- **Your objective**: Take down each entry exactly as written.

Coordinate annotation records
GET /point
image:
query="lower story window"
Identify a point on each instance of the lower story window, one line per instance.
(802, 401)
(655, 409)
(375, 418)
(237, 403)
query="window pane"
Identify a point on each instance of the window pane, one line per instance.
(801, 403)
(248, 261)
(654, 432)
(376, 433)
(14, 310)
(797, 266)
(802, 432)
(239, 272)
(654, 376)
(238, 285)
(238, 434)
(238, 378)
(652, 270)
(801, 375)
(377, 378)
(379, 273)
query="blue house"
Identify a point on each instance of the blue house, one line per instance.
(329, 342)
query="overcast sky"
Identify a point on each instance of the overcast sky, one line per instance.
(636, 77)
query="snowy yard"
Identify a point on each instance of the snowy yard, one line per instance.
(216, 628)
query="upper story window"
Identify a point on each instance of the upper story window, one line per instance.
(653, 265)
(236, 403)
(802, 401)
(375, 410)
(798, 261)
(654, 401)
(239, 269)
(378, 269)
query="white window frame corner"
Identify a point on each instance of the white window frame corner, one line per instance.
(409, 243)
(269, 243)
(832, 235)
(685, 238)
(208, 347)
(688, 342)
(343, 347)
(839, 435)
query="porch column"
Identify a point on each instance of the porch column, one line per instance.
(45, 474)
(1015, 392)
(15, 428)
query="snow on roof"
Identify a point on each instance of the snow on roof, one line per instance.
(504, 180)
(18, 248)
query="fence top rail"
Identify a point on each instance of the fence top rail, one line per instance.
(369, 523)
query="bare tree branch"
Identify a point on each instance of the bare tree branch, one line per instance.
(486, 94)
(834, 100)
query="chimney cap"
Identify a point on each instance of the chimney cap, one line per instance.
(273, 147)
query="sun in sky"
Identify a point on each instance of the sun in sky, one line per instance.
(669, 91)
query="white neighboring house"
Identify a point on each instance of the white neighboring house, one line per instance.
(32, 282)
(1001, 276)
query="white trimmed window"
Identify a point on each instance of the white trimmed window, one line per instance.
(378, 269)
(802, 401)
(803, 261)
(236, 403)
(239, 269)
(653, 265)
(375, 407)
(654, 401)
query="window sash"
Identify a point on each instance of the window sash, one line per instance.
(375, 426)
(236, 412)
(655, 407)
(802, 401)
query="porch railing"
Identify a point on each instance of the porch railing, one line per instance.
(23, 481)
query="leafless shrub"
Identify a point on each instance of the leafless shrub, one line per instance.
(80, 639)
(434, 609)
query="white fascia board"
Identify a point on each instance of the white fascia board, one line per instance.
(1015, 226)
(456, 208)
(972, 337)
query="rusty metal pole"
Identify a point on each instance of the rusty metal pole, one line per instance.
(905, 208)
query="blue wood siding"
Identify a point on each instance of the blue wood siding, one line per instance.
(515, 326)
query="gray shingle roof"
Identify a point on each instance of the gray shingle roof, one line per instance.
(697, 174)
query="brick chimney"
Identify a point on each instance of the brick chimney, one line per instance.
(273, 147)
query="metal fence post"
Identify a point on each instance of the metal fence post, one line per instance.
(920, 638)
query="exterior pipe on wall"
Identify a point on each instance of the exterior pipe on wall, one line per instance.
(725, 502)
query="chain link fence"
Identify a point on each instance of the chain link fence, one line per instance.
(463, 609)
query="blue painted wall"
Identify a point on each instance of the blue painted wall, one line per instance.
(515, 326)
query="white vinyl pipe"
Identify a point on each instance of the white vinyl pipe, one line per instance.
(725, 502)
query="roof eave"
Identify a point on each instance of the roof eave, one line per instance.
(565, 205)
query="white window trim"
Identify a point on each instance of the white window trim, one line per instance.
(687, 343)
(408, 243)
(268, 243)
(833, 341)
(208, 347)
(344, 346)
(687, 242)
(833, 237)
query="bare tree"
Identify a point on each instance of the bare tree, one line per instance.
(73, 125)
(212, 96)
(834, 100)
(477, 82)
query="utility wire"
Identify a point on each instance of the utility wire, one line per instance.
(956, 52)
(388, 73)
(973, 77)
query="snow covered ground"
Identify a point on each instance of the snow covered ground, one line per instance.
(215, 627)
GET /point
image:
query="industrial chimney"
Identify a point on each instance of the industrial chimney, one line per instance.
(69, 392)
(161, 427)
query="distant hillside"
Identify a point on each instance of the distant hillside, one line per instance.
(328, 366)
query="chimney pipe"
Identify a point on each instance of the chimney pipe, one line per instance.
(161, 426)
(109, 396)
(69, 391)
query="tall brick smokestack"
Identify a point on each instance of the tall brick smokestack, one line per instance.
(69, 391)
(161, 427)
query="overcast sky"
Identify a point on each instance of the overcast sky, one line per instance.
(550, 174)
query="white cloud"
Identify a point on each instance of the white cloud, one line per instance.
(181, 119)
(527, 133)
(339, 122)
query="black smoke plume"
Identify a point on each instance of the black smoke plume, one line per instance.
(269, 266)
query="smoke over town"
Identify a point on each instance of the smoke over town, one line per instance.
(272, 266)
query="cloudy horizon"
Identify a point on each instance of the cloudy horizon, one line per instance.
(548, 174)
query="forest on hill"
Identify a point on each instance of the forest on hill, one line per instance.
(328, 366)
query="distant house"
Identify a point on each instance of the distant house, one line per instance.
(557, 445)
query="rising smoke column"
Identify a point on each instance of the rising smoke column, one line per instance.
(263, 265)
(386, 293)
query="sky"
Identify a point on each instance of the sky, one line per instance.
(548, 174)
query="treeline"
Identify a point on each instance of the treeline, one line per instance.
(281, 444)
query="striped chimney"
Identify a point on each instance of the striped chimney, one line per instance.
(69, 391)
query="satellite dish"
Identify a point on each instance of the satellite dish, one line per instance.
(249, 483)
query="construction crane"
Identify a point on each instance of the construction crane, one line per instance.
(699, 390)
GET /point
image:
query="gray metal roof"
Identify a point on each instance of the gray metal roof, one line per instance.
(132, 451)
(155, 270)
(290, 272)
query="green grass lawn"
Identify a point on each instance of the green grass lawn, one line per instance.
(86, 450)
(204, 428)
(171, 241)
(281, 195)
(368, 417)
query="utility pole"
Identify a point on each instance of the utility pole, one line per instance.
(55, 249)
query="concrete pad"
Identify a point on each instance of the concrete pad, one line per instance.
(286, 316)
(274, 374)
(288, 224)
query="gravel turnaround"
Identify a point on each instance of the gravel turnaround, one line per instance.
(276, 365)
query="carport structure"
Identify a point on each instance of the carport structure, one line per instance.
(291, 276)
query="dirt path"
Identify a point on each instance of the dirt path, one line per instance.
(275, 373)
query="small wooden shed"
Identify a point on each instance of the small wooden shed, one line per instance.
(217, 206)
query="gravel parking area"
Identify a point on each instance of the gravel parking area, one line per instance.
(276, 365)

- **Written response**:
GET /point
image:
query="lower story window"
Identify a point on each instance of the lower story window, one line per instance.
(802, 401)
(655, 409)
(375, 418)
(237, 403)
query="window pane"
Identify a point on each instance of the window pane, one line per instance.
(801, 403)
(248, 261)
(654, 432)
(376, 433)
(14, 310)
(797, 266)
(802, 432)
(239, 272)
(654, 376)
(238, 285)
(238, 434)
(238, 378)
(652, 270)
(801, 375)
(377, 378)
(379, 273)
query="blue house"
Identify a point on each instance of the blue house, one line per instance.
(329, 342)
query="overcast sky"
Identify a point on each instance of the overcast sky, one line per instance.
(636, 77)
query="snowy yard"
Identify a point on each instance of the snowy yard, one line per instance.
(216, 628)
query="upper story window"
Identify a point on each instance of the upper story window, one line per instance.
(653, 265)
(236, 403)
(802, 401)
(375, 410)
(798, 261)
(654, 401)
(239, 269)
(378, 269)
query="white window frame corner"
Identify a point on each instance of the white window frame corner, one line per instance.
(409, 243)
(269, 243)
(832, 235)
(685, 238)
(208, 347)
(688, 342)
(343, 347)
(839, 435)
query="porch column"
Identify a point on each instance of the porch column, one line per instance.
(45, 474)
(1015, 392)
(15, 428)
query="snow on roof"
Identify a point on each instance of the snow on roof, one line per instance.
(504, 180)
(18, 248)
query="fence top rail"
Identify a point on each instance of the fence top rail, one line per instance.
(369, 523)
query="bare tree branch"
Identify a point on each instance of the bare tree branch, one line per instance.
(486, 94)
(834, 100)
query="chimney cap"
Identify a point on each instance of the chimney cap, one line per instance.
(273, 147)
query="sun in sky"
Identify a point on each instance of the sun in sky, one line per instance.
(669, 91)
query="white neighboring house"
Identify a point on each instance of the white neighboring house, one line per instance.
(32, 282)
(1001, 276)
query="white trimmed window"
Identify a point on each instance of the white trimmed window, one line per instance.
(378, 269)
(802, 401)
(803, 261)
(236, 403)
(239, 269)
(653, 265)
(375, 407)
(654, 401)
query="window sash"
Identify a point on each instance of the window sash, one line per instance.
(375, 426)
(236, 412)
(655, 407)
(802, 401)
query="porch railing"
Identify a point on each instance of the porch railing, one line per instance.
(23, 481)
query="leafless shrub"
Identify a point on each instance of the leafless shrub, one line per instance.
(80, 639)
(434, 609)
query="white fascia board"
Identify a point on each instance of the white fascia board, one line per instance.
(1015, 226)
(456, 208)
(972, 337)
query="rusty metal pole"
Identify a point on each instance of the rusty metal pole, one line per instance.
(905, 208)
query="blue wood siding"
Identify a point on each instance of the blue wood siding, one line per instance.
(515, 326)
query="gray shingle roof"
Identify a point on each instance of the gray shingle roof, one line per instance.
(697, 174)
query="brick chimney"
Identify a point on each instance of the brick chimney, one line per instance.
(273, 147)
query="metal fence post"
Identify a point on each instance of the metal fence post, one line per instance.
(920, 638)
query="exterior pipe on wall"
Identify a point on each instance of the exterior pipe on wall, one line per instance.
(725, 502)
query="chain link fence"
Identify a point on each instance of the chain link fence, one line per instance.
(463, 609)
query="blue painted wall"
Identify a point on each instance of the blue painted wall, one line per instance.
(515, 326)
query="white vinyl pipe"
Identify a point on each instance of the white vinyl pipe, one line per instance.
(725, 502)
query="roof eave"
Identify a point on each instance of the roof eave, one line per instance.
(565, 205)
query="white window trim"
Identify a point on each instance of the white window trim, one line per instance.
(687, 343)
(408, 243)
(268, 243)
(833, 341)
(208, 347)
(344, 346)
(687, 242)
(833, 237)
query="bare tree"
Identify a point on each instance of the bare tree, one line per instance.
(73, 125)
(212, 96)
(834, 100)
(477, 82)
query="utility wire"
Identify a point on each instance of the utility wire, one line per instance.
(956, 52)
(388, 73)
(973, 77)
query="snow covered ground"
Identify a point on each instance of the snow covered ground, one line per instance.
(215, 627)
GET /point
image:
query="industrial chimney"
Identify a point on each instance of the industrial chimney, one line per instance.
(69, 392)
(161, 427)
query="distant hillside"
Identify a point on each instance of the distant hillside, one line per instance.
(328, 366)
query="chimney pipe"
Identify a point on each instance of the chimney pipe, one line per instance.
(161, 426)
(109, 396)
(69, 391)
query="tall brick smokestack"
Identify a point on each instance of the tall brick smokestack, one line per instance.
(69, 391)
(161, 427)
query="overcast sky"
Identify a point on each instance of the overcast sky, one line per instance.
(550, 174)
query="white cloud"
Identify a point on each instance of the white cloud, one line per instance.
(181, 119)
(527, 133)
(339, 122)
query="black smoke plume"
Identify a point on each instance of the black smoke plume, one line per instance.
(269, 266)
query="smoke over town"
Identify a point on each instance of the smoke over town, one line per instance.
(272, 266)
query="cloudy horizon"
Identify a point on each instance of the cloudy horizon, one line per instance.
(548, 174)
query="forest on hill"
Identify a point on each instance of the forest on hill, one line per instance.
(328, 366)
query="distant house"
Identify a point on each instance of the distant house, one line per instance.
(557, 445)
query="rising smoke column"
Identify a point on each instance of the rising smoke column, one line per instance.
(263, 265)
(386, 293)
query="sky"
Identify a point on each instance of the sky, one line per instance.
(548, 174)
query="treeline"
Identify a point on each instance of the treeline, one line per instance.
(281, 444)
query="striped chimney"
Identify a point on each instance of the striped chimney, one line per instance.
(69, 391)
query="satellite dish"
Identify a point on each instance of the satellite dish, one line per instance.
(249, 483)
query="construction crane"
Identify a point on each instance of the construction crane, one line per instance.
(699, 390)
GET /point
image:
query="gray metal roof"
Identify a point on each instance of the gray metal roof, one line per instance.
(132, 451)
(155, 270)
(290, 272)
query="green grass lawn"
Identify a point on each instance of the green grass lawn, one line per instance.
(86, 450)
(204, 428)
(171, 241)
(281, 195)
(368, 417)
query="utility pole"
Identify a point on each instance of the utility pole, one line per instance.
(55, 249)
query="concrete pad"
Identify a point on each instance of the concrete pad, one line per instance.
(286, 316)
(274, 374)
(288, 224)
query="gravel turnaround"
Identify a point on each instance of the gravel turnaround, one line per instance.
(276, 365)
query="carport structure"
Identify a point on each instance of the carport structure, one line per instance.
(291, 276)
query="dirt path"
Identify a point on each instance of the dirt path, one line per instance.
(275, 373)
query="small wooden shed"
Identify a point on each instance of the small wooden shed, one line per instance.
(217, 206)
query="gravel parking area"
Identify a point on each instance of the gravel parking area, one line per instance.
(276, 365)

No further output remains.